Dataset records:
□ □ □ □ □ □ □
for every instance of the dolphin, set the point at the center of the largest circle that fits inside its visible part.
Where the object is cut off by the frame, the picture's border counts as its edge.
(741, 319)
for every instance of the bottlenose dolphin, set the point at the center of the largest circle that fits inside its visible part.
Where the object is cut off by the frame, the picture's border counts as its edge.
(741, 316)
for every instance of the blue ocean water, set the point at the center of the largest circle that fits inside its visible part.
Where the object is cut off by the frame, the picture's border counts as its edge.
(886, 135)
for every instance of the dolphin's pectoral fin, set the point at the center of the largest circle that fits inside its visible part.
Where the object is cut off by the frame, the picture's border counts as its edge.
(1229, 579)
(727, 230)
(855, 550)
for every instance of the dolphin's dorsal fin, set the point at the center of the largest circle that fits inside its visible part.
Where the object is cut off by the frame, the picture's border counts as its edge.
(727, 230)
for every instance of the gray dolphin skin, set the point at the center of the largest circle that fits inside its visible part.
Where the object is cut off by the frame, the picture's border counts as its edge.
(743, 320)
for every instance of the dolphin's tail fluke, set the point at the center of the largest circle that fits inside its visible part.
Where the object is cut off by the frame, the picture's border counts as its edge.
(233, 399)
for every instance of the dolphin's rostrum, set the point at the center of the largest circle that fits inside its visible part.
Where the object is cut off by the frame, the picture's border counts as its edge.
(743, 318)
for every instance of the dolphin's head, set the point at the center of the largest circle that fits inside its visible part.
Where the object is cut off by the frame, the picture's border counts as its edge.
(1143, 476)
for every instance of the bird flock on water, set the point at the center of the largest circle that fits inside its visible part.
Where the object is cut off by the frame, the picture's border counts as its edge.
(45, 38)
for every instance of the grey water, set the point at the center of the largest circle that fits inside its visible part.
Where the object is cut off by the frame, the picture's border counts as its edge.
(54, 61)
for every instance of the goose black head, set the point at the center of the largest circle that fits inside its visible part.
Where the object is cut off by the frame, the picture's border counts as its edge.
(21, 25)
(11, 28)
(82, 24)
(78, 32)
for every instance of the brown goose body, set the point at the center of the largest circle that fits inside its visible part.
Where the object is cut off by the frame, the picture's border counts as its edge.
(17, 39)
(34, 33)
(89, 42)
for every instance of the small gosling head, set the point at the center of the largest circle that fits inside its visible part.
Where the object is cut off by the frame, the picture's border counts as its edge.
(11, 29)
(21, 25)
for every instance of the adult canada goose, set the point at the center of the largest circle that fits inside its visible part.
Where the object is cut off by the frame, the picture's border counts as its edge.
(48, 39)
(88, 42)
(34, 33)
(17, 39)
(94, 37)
□ □ □ □ □ □ □
**Your assignment**
The response must contain every entry, each one identical to the original.

**The answer**
for every instance of the dolphin, set the point at the center of the largest circle that fits inside its visible part.
Where the object is cut off by the frame, the picture's border counts as its edge.
(741, 319)
for every instance of the bottlenose dolphin, set the point at the center of the largest circle that fits inside its visible part.
Where the object is cut off by the frame, the picture's border counts as its edge.
(741, 316)
for every instance of the blue ocean water, set the point at the center of the largest circle that fits inside its visible part.
Where the object is cut off by the frame, the picture's border counts as its edge.
(886, 135)
for every instance of the dolphin's pectoral fin, set the point at the center of the largest circle that fits inside its visible part.
Where the object is cut off by the frame, the picture's border counts as its edge.
(1229, 579)
(727, 230)
(855, 550)
for every instance of the dolphin's dorsal fin, set the point at the center of the largest circle that fits inside its visible part.
Where the object is cut off by the frame, the picture's border counts as its edge.
(727, 230)
for every instance of the gray dolphin skin, set the point at the center of the largest circle that fits inside its visible part.
Where the object is cut off by the frame, the picture's border counts as its edge.
(743, 320)
for every instance of the dolphin's tail fluke, set the point at the center of the largest circle that fits inside its visible part.
Where the object is cut off by the frame, the picture's border counts as its edge.
(233, 399)
for every instance of the dolphin's rostrum, set the point at the center of the largest circle that fits inside its visible part.
Where the object is cut off by the frame, the picture's border counts as its edge.
(743, 318)
for every instance of the dolphin's head, set the point at the center of the largest circle that fits inside its visible part.
Where the object is cut off by the frame, the picture's border counts as its edge.
(1143, 476)
for every instance of the bird flock on water, set the point at the center of the largest circle that fits inside its visible part.
Where the object is cut off by the frame, the picture's border counts as its edge.
(45, 38)
for every instance of the grey water, set the point at the center of the largest circle that fits inside its visible part.
Where the object is cut off by the frame, the picture's border counts as its edge.
(54, 61)
for every instance of the goose black head, set the point at the center of the largest circle that fits inside its visible part.
Where the object is cut off by the frame, the picture's border counts as its edge.
(21, 25)
(11, 28)
(82, 24)
(78, 32)
for every instance of the brown goose body, set the point at the center of the largest circle that fits inside its visible part.
Where the object is cut off by the frame, the picture's border counts as its edge.
(17, 39)
(34, 33)
(89, 42)
for every instance of the small gosling head, set the point at the center of the largest circle that fits inside its visible part.
Where the object is cut off by the frame, the picture's border counts as its edge.
(11, 29)
(21, 25)
for every instance of the adult canada goose, set the point at the center of the largest circle that fits inside its visible part.
Where the object is cut off by the frame, the picture's border counts as its edge.
(48, 39)
(88, 42)
(34, 33)
(17, 39)
(94, 37)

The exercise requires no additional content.